Supplied passage below:
Only 10 to 15 a year lose their eligibility.

“We want everyone to be eligible,” said Que Tucker, the NCHSAA commissioner. “We’re just selfish enough and egotistical enough to believe that everyone can glean so much by being part of athletic programs. We don’t look for ineligibles.”

When ineligibles find them, Tucker endeavors to balance fairness, compassion and fidelity to the rules. She knows Alex’s story. She sees him as the embodiment of the association’s selfishness and egotism: High school sports really can change lives. At the same time, she understands that this would not be some ruling in a vacuum – that ruling Alex eligible would have constituted opening a Pandora’s box.

“If you miss it in January and then you find out in May and you want to make it retroactive, we can’t do that,” Tucker said. “Because then we would start to govern in a discriminatory fashion. There has to be some measure of consistency by which we apply the rules. We believe our schools are very, very intent on making sure all students have every opportunity to participate. But every now and then, a school will miss a student.”

Topsail missed Alex, the most obvious student of all, and it meant seven seniors – two going to play Division I baseball, two going to Division II, one going into the military, one going to college to become an engineer and Alex – would miss their final shot at a state title.

He would have been the easiest scapegoat imaginable, too, the kid who shouldn’t have been there in the first place. Nobody blamed Alex. Not his teammates. Not their parents. Not the coaches. No one. He reminded them why they love baseball: because if it could coax a kid who spent so much of his life in a dark place out into the light, imagine the regenerative properties it could offer for anyone.

“The whole team has reached out to him, texted him, saying we all still love him,” Topsail catcher Colby Emmertz said. “We were glad to have him on the team. We’d do it again in a heartbeat.”

The aftermath

They try to pass along messages or words of encouragement or whatever might persuade Alex that none of this is his fault. They’re just kids, too, and that’s the worst part of it – that with the accusations, the speculation, the confusion, they feel like pawns in some sort of stupid adult game. They just want to go back to playing baseball and Fortnite and doing fun stuff like a charity Halloween game in costumes against the Topsail girls’ softball team that raised more than $3,000 for a local homeless shelter.

One Topsail baseball tradition is for the boys to wear their tuxedos for prom to the field and do a black-tie photo shoot. Alex’s teammates invited him. He still wasn’t ready.

“Deep down,” Mike said, “he still feels responsible.”

And that is such a crushing feeling, one that triggers the anxiety and depression and sends Alex crashing – one that if it really were the product of someone trying to further a petty feud would be beyond heinous.

“I don’t think people understand what non-verbal means,” Mike said. “When he’s down like this, he doesn’t just internalize it. He won’t express himself in any form or fashion. It’s scary. It’s really scary.”
End of Supplied passage.
Entries shown below:
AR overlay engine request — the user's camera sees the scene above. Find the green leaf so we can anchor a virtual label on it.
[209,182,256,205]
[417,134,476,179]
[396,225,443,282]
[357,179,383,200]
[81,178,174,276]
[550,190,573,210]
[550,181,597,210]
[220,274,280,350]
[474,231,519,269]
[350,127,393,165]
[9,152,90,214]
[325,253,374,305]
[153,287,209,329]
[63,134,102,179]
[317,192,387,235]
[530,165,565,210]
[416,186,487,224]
End of Entries shown.
What is being asked
From the article on Topsail baseball and Alex's eligibility, extract the passage from "Topsail missed Alex, the" up to and including "offer for anyone.", copied word for word.

Output of the exercise
Topsail missed Alex, the most obvious student of all, and it meant seven seniors – two going to play Division I baseball, two going to Division II, one going into the military, one going to college to become an engineer and Alex – would miss their final shot at a state title.

He would have been the easiest scapegoat imaginable, too, the kid who shouldn’t have been there in the first place. Nobody blamed Alex. Not his teammates. Not their parents. Not the coaches. No one. He reminded them why they love baseball: because if it could coax a kid who spent so much of his life in a dark place out into the light, imagine the regenerative properties it could offer for anyone.